What you should do: Word for word, output the data, with none of its pictures.

Recorded data:
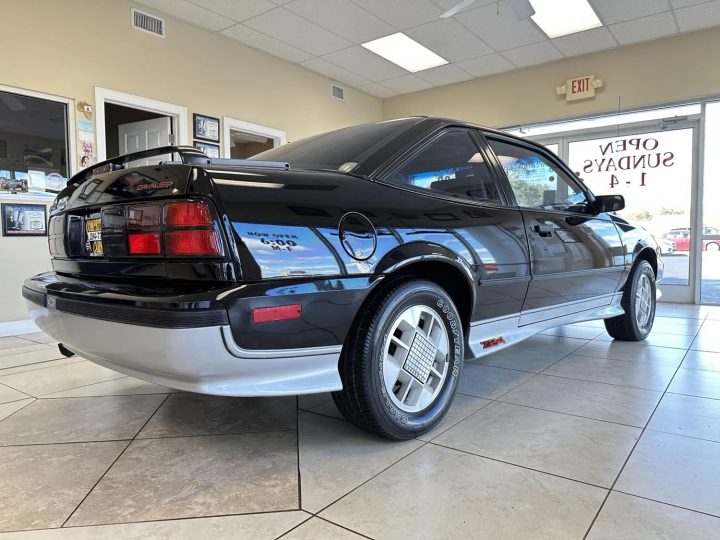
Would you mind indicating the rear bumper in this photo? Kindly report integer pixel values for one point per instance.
(187, 350)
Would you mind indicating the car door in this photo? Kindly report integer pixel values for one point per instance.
(467, 210)
(576, 256)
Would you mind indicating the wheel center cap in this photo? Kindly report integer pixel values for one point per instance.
(420, 358)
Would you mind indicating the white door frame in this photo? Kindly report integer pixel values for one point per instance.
(278, 136)
(71, 128)
(177, 113)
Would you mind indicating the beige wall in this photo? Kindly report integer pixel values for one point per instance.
(658, 72)
(67, 47)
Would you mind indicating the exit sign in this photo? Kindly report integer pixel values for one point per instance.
(579, 88)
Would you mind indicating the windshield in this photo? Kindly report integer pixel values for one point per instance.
(341, 148)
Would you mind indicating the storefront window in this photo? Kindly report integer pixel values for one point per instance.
(653, 171)
(33, 145)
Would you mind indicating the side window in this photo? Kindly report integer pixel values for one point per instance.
(536, 181)
(451, 164)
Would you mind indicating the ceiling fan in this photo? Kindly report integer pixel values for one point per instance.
(523, 8)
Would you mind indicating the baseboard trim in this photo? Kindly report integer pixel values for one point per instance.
(17, 328)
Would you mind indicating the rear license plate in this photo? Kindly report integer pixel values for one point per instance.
(93, 236)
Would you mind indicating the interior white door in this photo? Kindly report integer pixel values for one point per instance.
(143, 135)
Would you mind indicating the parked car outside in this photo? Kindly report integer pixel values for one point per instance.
(367, 262)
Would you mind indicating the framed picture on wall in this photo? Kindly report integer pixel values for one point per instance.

Result below:
Would you mind indicating the rear bumper in this photo? Kindly report integer pixel values for one point per instance.
(187, 350)
Would you mind indicating the car door in this photo? Kindly report integer pixel values for one point per instance.
(467, 210)
(576, 256)
Would you mind indicating the wheel center cap in this photo? Kindly report integer pixel values for one point per instance.
(420, 358)
Would you mind indicating the white door frame in this photo? Kindly report integer pixel values for one point per instance.
(278, 136)
(71, 128)
(177, 113)
Would you mind indicating the beige wall in this photo? Kindly report integer pixel values for one point per instance.
(658, 72)
(67, 47)
Would you mind indicating the exit sign in this photo? Kindly report integer pixel values for one point per instance.
(579, 88)
Would you mind indicating the windshield in this photo? Kindly report integer pixel values for one point per instance.
(341, 148)
Would you mind indicating the storefront window in this photo? Kindly report integer pixel values for one point per instance.
(653, 171)
(33, 145)
Would you mind indicating the side window in this photo? Kindly report integer pixel values for one point per instance.
(536, 181)
(451, 164)
Would you mind indicating the ceiling fan in this photo? Kindly report integer pixel values for one point per instance.
(523, 8)
Would you mind indicating the baseboard trim in this photo? Kindly report integer pixel values for one point per instance.
(17, 328)
Would you mind indicating the rear license plate in this photo? Kindly report integer pixel values for one point per instance.
(93, 236)
Would you mind indicating the interior white door in this photo? Kindly report integer pixel values for one point per instance.
(143, 135)
Would you mind indicating the parked car outside in this photo? Kindly report integer pixel values for one point per instance.
(367, 262)
Would you mind indicating the framed picture on wall in this photo? Kindly report integer pixel values for one point per instance.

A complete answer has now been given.